Work instructions — Rewrite the entries below as a numbered list, from the first line through the line with "[(550, 195), (576, 199)]", both included. Leave out blank lines.

### Exercise input

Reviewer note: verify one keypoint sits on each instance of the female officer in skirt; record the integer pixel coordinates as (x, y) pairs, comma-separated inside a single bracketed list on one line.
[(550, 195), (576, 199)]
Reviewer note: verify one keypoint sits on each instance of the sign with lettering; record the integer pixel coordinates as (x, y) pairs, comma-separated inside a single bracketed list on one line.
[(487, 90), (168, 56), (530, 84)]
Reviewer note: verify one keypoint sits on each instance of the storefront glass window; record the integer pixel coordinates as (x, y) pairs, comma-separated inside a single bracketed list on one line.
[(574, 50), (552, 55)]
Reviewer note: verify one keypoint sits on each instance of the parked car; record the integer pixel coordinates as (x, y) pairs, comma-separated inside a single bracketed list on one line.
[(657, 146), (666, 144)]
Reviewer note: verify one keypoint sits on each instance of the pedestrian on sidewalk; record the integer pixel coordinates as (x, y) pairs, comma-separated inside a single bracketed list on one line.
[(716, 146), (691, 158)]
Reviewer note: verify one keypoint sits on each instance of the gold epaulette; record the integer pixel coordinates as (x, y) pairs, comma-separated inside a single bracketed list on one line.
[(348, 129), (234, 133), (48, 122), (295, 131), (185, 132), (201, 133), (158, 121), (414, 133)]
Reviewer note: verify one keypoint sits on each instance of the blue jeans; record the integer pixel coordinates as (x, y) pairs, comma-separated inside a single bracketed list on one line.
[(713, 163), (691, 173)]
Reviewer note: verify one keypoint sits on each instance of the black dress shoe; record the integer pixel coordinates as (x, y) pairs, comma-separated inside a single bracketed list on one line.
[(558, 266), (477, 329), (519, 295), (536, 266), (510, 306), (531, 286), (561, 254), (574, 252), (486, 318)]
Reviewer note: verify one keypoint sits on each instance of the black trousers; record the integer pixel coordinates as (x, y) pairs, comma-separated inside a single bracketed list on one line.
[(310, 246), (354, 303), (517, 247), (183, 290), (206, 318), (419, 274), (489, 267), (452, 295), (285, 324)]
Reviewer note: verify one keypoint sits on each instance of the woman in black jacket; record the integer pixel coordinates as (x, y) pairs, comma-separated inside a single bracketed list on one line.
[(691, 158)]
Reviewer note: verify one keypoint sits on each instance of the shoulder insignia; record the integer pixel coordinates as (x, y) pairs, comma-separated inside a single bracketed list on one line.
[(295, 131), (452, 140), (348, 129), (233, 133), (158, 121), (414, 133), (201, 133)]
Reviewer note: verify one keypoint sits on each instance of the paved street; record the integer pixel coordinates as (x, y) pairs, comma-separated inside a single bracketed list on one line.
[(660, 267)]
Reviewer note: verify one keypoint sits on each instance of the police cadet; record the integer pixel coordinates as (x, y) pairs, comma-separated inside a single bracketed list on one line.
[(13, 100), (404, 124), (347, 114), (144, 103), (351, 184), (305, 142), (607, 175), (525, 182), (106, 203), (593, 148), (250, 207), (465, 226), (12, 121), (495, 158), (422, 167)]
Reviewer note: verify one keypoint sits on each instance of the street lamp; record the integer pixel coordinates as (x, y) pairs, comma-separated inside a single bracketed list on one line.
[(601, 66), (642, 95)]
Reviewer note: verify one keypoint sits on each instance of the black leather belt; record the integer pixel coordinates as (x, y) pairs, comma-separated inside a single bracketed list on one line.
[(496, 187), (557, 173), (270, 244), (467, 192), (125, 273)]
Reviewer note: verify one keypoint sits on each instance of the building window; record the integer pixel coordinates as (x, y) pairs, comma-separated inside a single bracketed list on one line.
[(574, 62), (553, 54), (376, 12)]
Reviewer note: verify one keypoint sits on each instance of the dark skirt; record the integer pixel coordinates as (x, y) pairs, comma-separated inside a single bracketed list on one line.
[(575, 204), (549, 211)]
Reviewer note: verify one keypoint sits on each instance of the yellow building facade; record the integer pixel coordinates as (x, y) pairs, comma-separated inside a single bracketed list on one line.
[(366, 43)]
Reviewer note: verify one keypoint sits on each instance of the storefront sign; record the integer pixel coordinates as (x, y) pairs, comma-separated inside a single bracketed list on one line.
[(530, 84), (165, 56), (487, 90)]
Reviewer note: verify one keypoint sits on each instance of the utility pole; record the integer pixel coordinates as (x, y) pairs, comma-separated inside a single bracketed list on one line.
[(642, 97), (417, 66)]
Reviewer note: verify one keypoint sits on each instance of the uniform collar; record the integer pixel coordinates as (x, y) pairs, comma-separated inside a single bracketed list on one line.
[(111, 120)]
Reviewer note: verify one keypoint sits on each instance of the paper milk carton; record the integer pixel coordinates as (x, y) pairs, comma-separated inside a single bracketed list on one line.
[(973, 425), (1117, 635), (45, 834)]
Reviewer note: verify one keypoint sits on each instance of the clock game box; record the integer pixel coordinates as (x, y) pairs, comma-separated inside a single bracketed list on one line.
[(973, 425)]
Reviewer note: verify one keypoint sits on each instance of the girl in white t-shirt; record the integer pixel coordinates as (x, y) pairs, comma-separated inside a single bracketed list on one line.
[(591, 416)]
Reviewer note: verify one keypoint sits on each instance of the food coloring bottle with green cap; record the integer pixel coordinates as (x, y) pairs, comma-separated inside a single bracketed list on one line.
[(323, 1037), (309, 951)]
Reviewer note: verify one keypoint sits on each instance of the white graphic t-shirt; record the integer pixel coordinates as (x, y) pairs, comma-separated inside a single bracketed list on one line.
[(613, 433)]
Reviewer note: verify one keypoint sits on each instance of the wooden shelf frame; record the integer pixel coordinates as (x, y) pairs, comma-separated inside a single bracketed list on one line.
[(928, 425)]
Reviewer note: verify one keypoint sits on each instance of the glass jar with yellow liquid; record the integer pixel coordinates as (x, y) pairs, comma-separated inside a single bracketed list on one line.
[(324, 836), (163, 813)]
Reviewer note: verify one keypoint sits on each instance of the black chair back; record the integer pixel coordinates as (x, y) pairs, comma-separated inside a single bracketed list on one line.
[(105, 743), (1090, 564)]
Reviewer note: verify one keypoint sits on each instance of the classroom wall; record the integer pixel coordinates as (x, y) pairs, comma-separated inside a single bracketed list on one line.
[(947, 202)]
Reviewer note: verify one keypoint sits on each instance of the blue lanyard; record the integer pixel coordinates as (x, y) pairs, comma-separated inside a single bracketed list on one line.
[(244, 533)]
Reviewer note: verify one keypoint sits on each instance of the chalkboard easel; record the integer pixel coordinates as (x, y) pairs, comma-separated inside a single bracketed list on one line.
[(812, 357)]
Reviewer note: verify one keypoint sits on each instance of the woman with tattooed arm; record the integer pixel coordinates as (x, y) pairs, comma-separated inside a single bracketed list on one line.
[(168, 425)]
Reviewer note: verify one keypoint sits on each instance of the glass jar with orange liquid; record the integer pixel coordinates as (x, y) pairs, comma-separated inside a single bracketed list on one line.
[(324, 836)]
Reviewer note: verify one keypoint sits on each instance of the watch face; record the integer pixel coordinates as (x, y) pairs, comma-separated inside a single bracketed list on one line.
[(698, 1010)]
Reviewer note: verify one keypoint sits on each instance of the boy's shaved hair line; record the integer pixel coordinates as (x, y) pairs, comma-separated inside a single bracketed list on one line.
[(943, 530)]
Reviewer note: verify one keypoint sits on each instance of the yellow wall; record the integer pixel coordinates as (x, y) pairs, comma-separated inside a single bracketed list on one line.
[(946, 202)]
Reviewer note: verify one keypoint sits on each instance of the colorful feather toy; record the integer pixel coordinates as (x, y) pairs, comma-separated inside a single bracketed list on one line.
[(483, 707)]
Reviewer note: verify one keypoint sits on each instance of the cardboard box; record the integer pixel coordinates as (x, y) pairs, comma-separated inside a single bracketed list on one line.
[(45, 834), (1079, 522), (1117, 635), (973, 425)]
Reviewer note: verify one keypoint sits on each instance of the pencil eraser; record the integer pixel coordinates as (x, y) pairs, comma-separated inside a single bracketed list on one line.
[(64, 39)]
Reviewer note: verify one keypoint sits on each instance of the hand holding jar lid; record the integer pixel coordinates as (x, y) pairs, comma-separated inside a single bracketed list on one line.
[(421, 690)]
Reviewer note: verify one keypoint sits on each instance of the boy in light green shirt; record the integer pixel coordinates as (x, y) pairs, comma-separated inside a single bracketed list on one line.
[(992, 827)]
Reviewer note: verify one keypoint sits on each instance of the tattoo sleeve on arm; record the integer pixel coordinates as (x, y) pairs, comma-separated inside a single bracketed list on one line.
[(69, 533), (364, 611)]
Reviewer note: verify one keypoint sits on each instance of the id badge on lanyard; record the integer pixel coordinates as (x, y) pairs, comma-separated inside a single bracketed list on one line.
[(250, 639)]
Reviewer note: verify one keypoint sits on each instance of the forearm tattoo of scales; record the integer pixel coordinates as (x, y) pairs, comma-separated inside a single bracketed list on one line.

######

Exercise output —
1. Reviewer note: verify one keypoint sits on each instance of the female officer in skirt; record the integer pixel coordinates as (x, y) pairs, comma-separated inside a single bracketed list on one line.
2. [(550, 195), (576, 199)]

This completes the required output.